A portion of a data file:

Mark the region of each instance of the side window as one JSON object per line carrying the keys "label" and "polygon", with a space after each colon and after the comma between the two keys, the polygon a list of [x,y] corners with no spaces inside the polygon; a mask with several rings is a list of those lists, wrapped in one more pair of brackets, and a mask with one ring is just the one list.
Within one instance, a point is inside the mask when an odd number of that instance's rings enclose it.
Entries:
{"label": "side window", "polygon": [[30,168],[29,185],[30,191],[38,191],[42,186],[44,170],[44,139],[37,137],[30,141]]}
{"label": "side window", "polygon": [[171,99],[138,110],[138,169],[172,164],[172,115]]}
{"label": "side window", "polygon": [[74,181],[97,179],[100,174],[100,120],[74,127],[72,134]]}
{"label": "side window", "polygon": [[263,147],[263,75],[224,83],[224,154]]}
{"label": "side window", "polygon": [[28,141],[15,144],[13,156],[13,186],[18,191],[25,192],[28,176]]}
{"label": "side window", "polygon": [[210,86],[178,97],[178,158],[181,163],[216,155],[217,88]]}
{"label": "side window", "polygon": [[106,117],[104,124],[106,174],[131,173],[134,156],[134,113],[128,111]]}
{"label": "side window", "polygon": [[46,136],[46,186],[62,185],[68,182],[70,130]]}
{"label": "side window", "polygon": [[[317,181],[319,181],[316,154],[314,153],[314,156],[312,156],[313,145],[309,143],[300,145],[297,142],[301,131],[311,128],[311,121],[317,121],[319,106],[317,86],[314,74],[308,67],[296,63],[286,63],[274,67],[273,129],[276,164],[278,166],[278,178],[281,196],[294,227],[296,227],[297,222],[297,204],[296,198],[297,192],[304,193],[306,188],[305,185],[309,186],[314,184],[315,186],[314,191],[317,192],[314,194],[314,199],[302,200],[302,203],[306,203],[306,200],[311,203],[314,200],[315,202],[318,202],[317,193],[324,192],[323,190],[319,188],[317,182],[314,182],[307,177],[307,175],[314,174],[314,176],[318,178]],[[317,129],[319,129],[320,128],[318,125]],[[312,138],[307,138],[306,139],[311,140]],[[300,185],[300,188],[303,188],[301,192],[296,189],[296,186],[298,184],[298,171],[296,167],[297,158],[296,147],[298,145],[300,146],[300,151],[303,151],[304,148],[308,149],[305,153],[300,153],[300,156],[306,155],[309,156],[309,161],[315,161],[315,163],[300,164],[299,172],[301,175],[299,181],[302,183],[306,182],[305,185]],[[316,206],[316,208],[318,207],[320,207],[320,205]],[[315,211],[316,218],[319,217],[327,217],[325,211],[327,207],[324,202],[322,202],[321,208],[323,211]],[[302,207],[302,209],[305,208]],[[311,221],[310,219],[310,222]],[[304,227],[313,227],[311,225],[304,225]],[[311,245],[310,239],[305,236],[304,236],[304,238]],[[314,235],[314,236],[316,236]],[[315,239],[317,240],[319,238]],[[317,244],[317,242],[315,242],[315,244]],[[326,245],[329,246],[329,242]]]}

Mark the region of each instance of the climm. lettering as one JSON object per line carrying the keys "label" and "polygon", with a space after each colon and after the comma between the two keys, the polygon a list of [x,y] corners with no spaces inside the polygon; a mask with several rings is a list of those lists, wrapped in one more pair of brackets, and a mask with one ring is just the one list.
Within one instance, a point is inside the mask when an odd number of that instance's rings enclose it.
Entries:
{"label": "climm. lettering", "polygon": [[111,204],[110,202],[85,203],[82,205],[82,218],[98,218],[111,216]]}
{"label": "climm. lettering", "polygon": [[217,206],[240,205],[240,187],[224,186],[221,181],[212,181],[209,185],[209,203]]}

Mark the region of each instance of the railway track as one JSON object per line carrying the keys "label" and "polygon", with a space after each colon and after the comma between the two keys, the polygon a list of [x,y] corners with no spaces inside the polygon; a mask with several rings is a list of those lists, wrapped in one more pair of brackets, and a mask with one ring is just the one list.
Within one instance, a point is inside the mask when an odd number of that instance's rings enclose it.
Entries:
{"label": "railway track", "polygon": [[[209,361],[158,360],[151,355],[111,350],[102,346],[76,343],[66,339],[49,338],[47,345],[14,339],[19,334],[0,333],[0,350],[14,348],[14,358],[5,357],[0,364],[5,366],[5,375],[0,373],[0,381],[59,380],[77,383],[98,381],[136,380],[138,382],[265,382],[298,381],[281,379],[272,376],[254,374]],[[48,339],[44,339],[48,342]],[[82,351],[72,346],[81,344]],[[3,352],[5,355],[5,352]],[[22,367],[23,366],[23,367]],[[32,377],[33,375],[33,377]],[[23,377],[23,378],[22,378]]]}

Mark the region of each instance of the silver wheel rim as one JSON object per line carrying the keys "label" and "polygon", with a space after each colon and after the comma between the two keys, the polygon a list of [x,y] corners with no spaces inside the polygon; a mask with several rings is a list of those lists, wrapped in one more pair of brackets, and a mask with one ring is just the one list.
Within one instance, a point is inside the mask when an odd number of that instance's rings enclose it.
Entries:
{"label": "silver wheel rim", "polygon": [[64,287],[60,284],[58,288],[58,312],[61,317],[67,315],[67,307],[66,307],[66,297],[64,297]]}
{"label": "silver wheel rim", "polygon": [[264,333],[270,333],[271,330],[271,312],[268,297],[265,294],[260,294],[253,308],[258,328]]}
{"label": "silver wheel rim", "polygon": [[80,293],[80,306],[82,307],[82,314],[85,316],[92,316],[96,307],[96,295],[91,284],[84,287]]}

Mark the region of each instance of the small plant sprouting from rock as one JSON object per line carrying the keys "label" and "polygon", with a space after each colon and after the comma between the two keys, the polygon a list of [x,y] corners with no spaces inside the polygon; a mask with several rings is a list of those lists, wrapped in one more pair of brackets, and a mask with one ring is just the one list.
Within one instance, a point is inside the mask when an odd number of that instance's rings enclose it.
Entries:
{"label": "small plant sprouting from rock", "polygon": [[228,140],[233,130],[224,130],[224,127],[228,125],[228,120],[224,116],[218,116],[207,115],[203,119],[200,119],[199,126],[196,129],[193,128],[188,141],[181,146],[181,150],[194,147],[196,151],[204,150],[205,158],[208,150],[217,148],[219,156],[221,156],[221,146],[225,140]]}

*REQUEST:* Return the stretch from the line containing "Mark the region of each instance of the small" through the end of the material, reproducing every line without change.

*EXERCISE RESULT:*
Mark the region of each instance of the small plant sprouting from rock as one JSON object per line carrying the keys "label" and "polygon", with a space after each colon and after the comma between the two keys, the polygon a list of [x,y] corners with no spaces inside the polygon; a mask with several rings is a list of those lists, wrapped in one more pair of brackets, and a mask with one ring is just the one list.
Within one instance, a point is inside the mask when an odd number of that instance's rings enclose it.
Entries:
{"label": "small plant sprouting from rock", "polygon": [[228,140],[233,130],[224,130],[224,127],[228,125],[228,120],[224,116],[218,116],[207,115],[203,119],[200,119],[199,126],[196,129],[193,128],[188,141],[181,146],[181,150],[194,147],[196,151],[204,150],[205,158],[208,150],[217,148],[219,156],[221,156],[221,146],[225,140]]}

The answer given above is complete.